§ Text under study:

# aliquote

## < a quantity that can be divided into another a whole number of time />

There is a long list of Vim or Neovim plugin that implement Microsoft’s LSP capabilities. I use Ale, because it is a lightweight plugin which provides both asynchronous linting and fixing, and expose most of LSP functionalities (e.g., go to definition or references, hover on symbol, rename, code action). It is also well integrated into Vim’s ecosystem like omnicompletion, quickfix list, etc. It is also in line with my expectations: It should not rely on Node with its bazillions of packages, as is the case for Coc, and it should run on Neovim 0.4+ and Vim 8. Above all, if you are not that interested in LSP stuff (intellisense and the like), you can just deactivate and still enjoy external linters. This is mostly what I tend to use these days.

It only happens to me recently that some of the other LSP plugins can interact with ALE, especially to delegate the display of diagnostics to Ale while providing most of LSP under the hood. Indeed, Ale works pretty well for Python, Rust and Haskell, but there’s no support for Clojure other than clj-kondo (or joker), despite the availability of clojure-lsp. I tried to configure Ale to use it, but I failed miserably and I haven’t found much support using Google. According to the docs, it should be as easy as adding the following setup:1

call ale#linter#Define('clojure', {
\   'name': 'clojure-lsp',
\   'lsp': 'stdio',
\   'executable': '/home/chl/.local/bin/clojure-lsp',
\   'command': '/bin/zsh -c %e',
\   'project_root': '~/.lsp/config.edn',
\})


While Ale succeeded at initializing the server, I was left with zero functionality afterwards.

§ Supplied information:
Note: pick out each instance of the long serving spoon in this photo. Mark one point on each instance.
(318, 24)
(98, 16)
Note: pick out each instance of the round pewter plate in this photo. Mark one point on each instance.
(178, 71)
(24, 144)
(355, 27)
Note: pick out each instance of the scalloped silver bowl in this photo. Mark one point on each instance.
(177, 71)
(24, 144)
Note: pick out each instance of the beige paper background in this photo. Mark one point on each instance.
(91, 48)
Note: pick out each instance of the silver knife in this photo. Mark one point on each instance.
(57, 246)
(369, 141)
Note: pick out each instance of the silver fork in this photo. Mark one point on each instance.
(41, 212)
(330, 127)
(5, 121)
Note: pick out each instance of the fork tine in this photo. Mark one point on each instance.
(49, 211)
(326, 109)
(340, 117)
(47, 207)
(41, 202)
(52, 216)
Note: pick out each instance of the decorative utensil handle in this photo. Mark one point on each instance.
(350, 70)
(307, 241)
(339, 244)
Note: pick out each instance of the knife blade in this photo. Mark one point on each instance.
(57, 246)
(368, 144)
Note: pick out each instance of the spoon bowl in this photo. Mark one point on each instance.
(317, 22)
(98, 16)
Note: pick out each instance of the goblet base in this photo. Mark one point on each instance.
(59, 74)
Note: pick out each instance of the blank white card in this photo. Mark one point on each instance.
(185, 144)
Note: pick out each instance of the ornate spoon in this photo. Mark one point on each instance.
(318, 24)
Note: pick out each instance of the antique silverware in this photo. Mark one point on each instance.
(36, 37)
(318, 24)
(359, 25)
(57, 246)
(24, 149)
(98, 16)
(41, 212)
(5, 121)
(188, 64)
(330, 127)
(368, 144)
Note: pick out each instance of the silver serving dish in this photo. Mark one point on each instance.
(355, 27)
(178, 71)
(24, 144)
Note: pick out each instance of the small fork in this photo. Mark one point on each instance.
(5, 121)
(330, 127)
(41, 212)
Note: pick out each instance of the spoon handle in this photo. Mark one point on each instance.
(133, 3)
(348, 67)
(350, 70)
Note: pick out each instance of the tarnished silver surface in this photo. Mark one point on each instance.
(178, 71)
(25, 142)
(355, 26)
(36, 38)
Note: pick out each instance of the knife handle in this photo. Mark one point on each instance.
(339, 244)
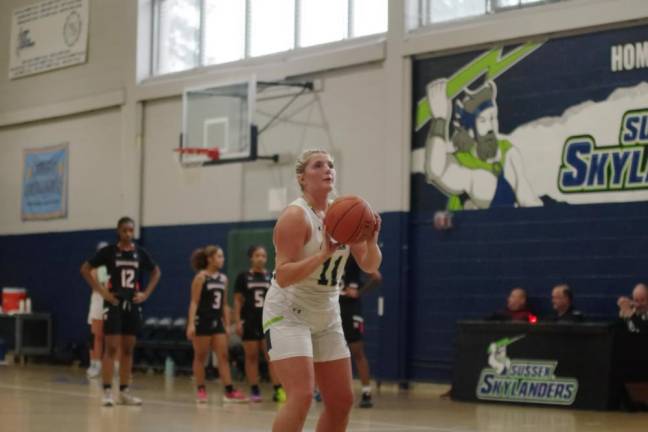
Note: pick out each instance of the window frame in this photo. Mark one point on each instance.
(424, 21)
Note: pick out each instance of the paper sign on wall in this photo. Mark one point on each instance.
(49, 35)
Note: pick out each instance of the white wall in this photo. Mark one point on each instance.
(362, 112)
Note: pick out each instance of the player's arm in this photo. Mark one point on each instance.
(226, 310)
(290, 235)
(196, 289)
(154, 278)
(367, 254)
(515, 175)
(441, 169)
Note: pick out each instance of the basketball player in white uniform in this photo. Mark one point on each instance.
(301, 315)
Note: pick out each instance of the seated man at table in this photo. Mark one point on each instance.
(634, 311)
(516, 308)
(562, 300)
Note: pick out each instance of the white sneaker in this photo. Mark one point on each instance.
(125, 398)
(93, 371)
(107, 399)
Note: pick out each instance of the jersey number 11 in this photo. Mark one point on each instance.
(332, 280)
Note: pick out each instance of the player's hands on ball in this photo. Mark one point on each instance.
(139, 298)
(376, 233)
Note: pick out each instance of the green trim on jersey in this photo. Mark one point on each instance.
(272, 321)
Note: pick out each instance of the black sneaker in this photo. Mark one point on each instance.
(366, 402)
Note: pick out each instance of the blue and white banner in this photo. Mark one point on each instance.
(45, 179)
(563, 121)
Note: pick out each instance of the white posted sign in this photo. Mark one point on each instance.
(49, 35)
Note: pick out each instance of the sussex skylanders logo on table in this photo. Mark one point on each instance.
(529, 381)
(587, 167)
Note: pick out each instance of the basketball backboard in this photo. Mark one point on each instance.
(218, 116)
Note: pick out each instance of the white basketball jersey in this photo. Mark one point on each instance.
(320, 290)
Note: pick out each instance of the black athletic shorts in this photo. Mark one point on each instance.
(125, 318)
(252, 330)
(208, 325)
(353, 326)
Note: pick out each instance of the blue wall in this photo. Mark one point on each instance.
(48, 266)
(601, 250)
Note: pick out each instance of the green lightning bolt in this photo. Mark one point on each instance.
(491, 62)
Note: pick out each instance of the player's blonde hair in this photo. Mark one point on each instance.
(303, 160)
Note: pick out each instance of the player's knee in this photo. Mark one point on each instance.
(200, 357)
(223, 356)
(127, 350)
(301, 399)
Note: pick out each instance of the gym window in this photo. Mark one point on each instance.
(187, 34)
(429, 12)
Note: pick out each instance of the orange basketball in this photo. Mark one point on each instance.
(350, 220)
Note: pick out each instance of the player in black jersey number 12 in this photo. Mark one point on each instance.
(124, 262)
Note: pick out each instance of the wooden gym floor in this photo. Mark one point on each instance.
(51, 399)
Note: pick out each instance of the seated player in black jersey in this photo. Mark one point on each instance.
(124, 262)
(209, 319)
(249, 294)
(355, 285)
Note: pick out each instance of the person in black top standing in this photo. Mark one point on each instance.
(209, 319)
(355, 285)
(249, 295)
(125, 262)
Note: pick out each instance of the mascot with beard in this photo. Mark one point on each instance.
(475, 166)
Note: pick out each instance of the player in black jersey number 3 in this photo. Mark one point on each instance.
(249, 294)
(124, 261)
(209, 319)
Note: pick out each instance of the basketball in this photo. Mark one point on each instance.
(350, 220)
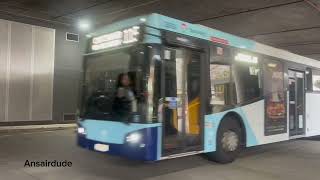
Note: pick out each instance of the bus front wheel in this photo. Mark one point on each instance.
(229, 142)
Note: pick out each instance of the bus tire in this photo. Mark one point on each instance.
(229, 142)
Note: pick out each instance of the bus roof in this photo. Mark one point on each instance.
(161, 22)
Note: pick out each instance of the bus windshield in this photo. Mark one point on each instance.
(115, 86)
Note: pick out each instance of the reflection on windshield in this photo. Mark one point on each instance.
(115, 84)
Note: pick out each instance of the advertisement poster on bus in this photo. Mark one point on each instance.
(275, 116)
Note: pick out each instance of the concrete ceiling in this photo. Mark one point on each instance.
(293, 25)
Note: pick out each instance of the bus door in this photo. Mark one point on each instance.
(181, 101)
(296, 103)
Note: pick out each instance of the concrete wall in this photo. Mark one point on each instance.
(67, 67)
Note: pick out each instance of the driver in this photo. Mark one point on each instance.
(125, 100)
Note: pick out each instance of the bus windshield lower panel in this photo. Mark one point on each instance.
(115, 86)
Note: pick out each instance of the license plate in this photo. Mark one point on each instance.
(101, 147)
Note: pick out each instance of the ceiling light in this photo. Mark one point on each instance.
(84, 25)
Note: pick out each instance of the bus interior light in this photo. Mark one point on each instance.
(134, 138)
(81, 130)
(246, 58)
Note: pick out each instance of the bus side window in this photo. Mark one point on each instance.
(222, 88)
(246, 73)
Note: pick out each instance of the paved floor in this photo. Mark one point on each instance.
(294, 160)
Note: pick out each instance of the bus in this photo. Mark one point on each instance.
(156, 88)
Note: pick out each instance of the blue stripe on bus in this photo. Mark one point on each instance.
(157, 21)
(212, 123)
(112, 131)
(196, 30)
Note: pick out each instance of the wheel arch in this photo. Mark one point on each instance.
(239, 119)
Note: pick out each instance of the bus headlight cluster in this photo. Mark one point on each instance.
(81, 130)
(134, 138)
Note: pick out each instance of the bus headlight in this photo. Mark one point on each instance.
(134, 138)
(81, 130)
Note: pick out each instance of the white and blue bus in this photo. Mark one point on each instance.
(157, 88)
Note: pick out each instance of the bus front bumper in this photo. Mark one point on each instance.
(144, 150)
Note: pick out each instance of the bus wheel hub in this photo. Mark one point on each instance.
(230, 141)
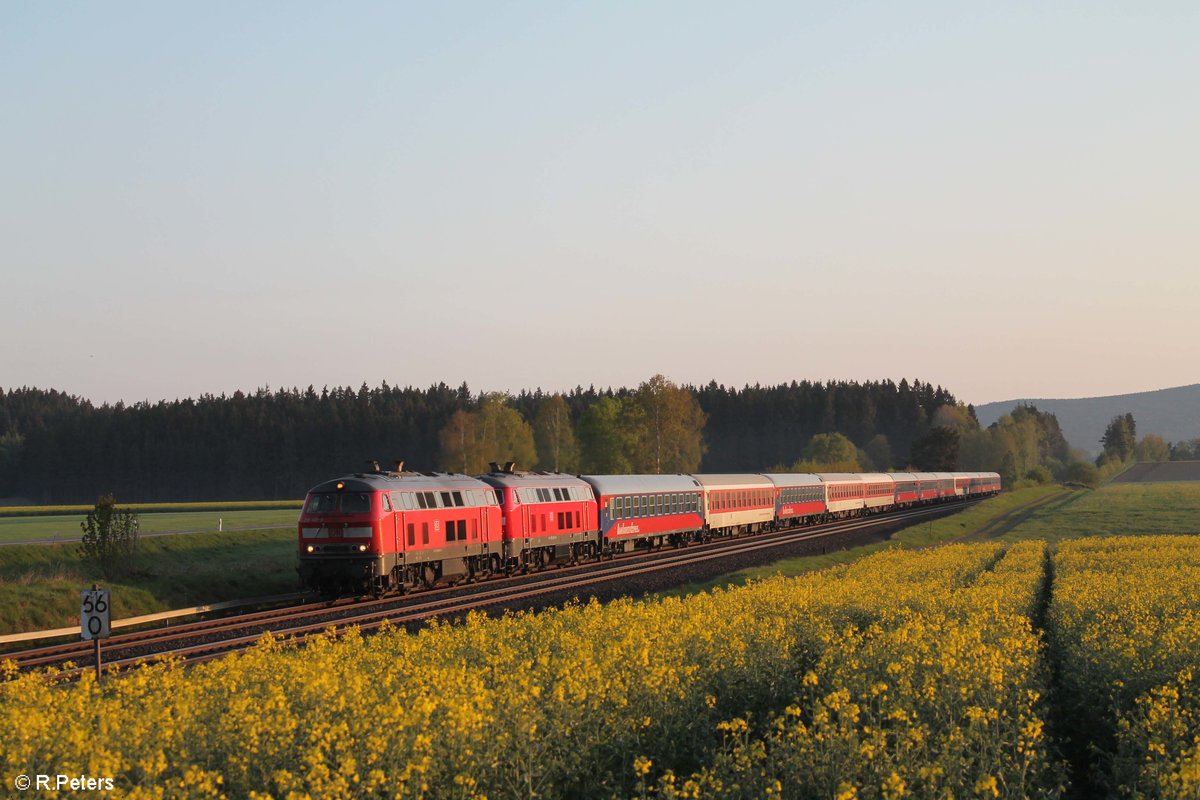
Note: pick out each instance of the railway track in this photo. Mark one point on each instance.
(207, 639)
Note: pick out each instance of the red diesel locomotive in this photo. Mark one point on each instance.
(387, 530)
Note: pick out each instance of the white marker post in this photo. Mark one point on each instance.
(94, 619)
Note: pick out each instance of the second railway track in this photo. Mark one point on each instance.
(208, 639)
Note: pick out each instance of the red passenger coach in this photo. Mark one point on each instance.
(845, 493)
(373, 531)
(907, 487)
(549, 517)
(647, 510)
(879, 491)
(928, 485)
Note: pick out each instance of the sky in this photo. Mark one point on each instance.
(997, 198)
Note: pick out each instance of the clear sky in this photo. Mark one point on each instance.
(1002, 198)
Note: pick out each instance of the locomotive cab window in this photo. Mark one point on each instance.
(322, 504)
(357, 503)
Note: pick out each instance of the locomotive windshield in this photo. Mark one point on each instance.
(351, 503)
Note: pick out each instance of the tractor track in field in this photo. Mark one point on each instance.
(634, 573)
(1013, 517)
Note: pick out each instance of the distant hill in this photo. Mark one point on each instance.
(1171, 413)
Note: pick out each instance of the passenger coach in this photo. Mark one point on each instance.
(648, 510)
(737, 504)
(799, 498)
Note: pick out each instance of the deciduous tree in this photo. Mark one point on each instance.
(1120, 437)
(557, 447)
(672, 428)
(109, 536)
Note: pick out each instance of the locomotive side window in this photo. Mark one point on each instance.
(357, 503)
(322, 504)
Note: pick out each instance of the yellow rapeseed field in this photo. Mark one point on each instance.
(904, 674)
(1126, 626)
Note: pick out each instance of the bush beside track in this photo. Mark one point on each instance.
(40, 583)
(151, 507)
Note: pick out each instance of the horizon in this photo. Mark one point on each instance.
(201, 199)
(478, 392)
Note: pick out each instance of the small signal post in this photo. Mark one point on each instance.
(95, 613)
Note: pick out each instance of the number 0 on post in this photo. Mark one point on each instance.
(94, 613)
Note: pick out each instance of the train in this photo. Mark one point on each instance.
(394, 530)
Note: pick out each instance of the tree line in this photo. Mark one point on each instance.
(275, 444)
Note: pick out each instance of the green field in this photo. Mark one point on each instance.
(40, 583)
(1117, 510)
(34, 528)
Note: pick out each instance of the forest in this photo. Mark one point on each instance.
(275, 444)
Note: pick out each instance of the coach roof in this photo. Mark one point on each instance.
(609, 485)
(545, 480)
(792, 479)
(400, 481)
(733, 481)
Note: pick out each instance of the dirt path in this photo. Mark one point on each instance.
(1014, 517)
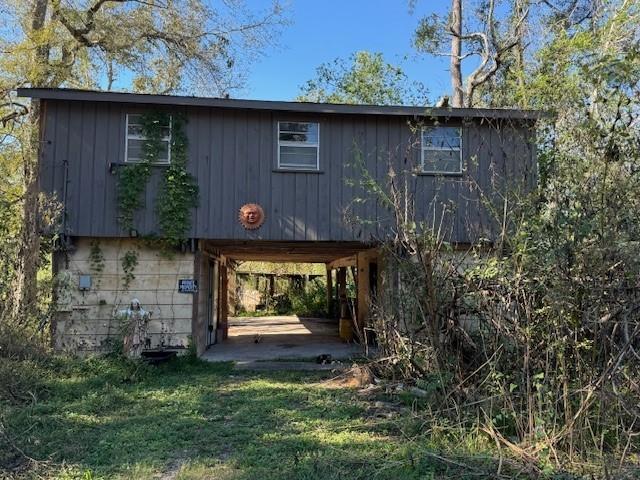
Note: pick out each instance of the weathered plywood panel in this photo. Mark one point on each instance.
(86, 319)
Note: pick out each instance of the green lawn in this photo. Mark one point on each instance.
(193, 420)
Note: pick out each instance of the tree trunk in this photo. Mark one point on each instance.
(456, 53)
(26, 292)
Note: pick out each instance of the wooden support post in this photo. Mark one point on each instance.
(224, 301)
(329, 292)
(363, 289)
(272, 285)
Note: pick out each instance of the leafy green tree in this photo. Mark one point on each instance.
(365, 78)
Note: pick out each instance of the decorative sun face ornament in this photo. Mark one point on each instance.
(251, 216)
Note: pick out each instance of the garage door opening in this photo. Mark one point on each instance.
(294, 304)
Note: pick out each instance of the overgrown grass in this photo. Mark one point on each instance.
(106, 418)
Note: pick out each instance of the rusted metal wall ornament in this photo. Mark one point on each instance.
(251, 216)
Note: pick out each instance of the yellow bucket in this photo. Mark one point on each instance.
(346, 329)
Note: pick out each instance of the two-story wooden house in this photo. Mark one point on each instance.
(299, 164)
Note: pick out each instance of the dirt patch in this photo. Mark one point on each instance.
(358, 376)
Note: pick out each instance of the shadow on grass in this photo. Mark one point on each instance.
(201, 420)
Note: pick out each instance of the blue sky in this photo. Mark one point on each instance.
(322, 30)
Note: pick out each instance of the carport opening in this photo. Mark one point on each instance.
(291, 304)
(302, 297)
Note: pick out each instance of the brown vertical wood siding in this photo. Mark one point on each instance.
(233, 155)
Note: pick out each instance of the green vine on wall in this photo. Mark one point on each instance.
(129, 263)
(178, 192)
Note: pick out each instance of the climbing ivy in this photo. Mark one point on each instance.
(129, 263)
(178, 190)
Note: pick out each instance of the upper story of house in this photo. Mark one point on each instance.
(303, 163)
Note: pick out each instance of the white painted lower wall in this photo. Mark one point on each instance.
(85, 320)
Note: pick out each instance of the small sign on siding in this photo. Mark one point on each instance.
(187, 285)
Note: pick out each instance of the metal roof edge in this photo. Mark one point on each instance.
(300, 107)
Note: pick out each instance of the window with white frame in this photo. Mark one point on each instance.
(298, 145)
(441, 150)
(134, 149)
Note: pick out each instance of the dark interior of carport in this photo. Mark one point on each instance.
(215, 271)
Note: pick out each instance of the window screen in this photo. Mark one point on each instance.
(298, 145)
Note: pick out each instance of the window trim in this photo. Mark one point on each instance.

§ Tasks to complete:
- 1) In the post about the Ale plugin for Vim, which three languages does Ale work well for?
- 2) Pick up the post about the Ale plugin for Vim after its last sentence and keep writing it.
Nothing in the data is needed here.

§ Task responses:
- 1) Python, Rust and Haskell.

- 2)
It looks like the recommended way of doing things is to install vim-lsp (or vim-lsc), and maybe vim-lsp-ale. I got a working installation in a few minutes, at the price of adding an extra package to my configuration. Since vim-lsp is able to talk to Ale, that means it is able to delegate diagnostics to Ale’s own display system – this not the case of vim-lsc, as far as I can tell. This is quite convenient, especially since it allows to run only one instance of the server.

Of course, there are other fancy alternatives like Conjure or Iced, although for the later there are additional plugins to install. I gave Conjure a try a few months ago but didn’t like the popup window always on. I mean, I like the idea of having a playground or a live REPL (à la LightTable) sometimes, but not when I only want to write or read code Your mileage may vary of course, but see this nice blog post on Conjure: Conjuring Clojure in Vim: 2020 Edition. I will stick to fireplace for the time being. Tim Pope’s plugins are always excellent, and it remains by far the lightest package for Clojure in Vim, and also the closest to Vim’s internals (as most of Tim Pope’s plugins).